**Written task**
Return, without any alteration, the stretch of lines from the one containing "Practice. Pick out the white" through the last line below.

**Source material**
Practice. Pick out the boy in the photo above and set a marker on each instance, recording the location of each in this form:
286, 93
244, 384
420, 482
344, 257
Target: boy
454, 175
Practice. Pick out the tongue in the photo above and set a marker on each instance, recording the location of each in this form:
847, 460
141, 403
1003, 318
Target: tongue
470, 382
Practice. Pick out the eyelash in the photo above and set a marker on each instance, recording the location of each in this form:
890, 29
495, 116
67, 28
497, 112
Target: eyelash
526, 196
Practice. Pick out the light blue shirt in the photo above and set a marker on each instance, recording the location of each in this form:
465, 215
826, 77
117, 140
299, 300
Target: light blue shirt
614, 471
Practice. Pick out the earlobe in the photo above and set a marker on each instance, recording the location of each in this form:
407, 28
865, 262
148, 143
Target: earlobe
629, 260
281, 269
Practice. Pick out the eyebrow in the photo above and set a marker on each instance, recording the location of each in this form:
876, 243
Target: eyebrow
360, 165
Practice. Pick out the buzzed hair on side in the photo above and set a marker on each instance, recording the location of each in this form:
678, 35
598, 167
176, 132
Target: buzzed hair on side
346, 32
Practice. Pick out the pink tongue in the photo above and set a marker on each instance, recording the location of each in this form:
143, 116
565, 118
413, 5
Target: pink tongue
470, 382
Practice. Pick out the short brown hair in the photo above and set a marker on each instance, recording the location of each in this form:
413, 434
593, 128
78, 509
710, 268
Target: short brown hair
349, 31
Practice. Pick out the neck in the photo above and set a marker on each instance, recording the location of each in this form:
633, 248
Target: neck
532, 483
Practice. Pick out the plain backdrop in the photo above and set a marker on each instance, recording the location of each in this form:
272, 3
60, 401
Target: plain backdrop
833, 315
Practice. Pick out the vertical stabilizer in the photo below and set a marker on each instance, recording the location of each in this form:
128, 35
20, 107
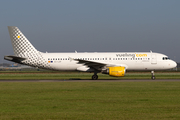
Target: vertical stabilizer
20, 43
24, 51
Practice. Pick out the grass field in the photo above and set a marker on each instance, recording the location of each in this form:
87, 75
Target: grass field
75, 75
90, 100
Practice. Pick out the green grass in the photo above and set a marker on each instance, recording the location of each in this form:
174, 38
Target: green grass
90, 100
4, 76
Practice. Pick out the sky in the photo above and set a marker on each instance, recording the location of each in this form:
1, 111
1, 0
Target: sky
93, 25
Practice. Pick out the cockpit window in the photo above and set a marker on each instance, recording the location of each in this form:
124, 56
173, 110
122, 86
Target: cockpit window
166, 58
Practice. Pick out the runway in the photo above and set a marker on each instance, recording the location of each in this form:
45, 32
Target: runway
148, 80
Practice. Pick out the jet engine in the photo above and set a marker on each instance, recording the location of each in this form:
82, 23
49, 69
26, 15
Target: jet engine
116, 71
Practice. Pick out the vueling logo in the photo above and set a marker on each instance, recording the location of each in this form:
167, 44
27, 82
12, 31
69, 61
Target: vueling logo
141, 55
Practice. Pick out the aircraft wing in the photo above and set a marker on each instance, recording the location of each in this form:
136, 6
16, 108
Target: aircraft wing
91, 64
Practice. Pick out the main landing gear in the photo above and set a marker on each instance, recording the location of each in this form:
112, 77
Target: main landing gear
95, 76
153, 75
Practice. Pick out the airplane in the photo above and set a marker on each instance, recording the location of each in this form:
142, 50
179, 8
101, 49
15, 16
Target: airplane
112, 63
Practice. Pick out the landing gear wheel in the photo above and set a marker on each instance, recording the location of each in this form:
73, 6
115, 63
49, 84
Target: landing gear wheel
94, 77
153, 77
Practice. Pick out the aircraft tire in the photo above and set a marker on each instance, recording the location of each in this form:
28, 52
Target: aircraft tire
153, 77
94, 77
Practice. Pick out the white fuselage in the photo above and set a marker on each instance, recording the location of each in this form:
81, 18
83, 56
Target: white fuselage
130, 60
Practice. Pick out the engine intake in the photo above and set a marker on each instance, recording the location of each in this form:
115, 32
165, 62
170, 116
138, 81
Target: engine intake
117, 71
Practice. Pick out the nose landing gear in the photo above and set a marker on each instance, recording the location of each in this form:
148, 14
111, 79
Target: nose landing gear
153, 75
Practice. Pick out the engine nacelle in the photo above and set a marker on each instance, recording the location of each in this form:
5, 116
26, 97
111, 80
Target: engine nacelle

**Solved exercise**
Practice. Pick out the white fuselage in the photo above and set a marker on each instance, recording the location of each in this form:
81, 18
83, 56
Target: white fuselage
130, 60
Practice. Pick out the engine intake in the photo above and set a marker on each instance, recording the location of each in this form:
115, 32
165, 62
170, 116
138, 81
Target: engine intake
117, 71
Practice. Pick out the nose landing gear in the photo above and set a marker on each instance, recording the location of each in this form:
148, 14
111, 79
Target: nose landing gear
153, 75
Practice. Pick out the engine nacelle in the photo above and set a marker on each instance, recording the location of each in this form:
5, 116
26, 97
111, 80
Target: engine nacelle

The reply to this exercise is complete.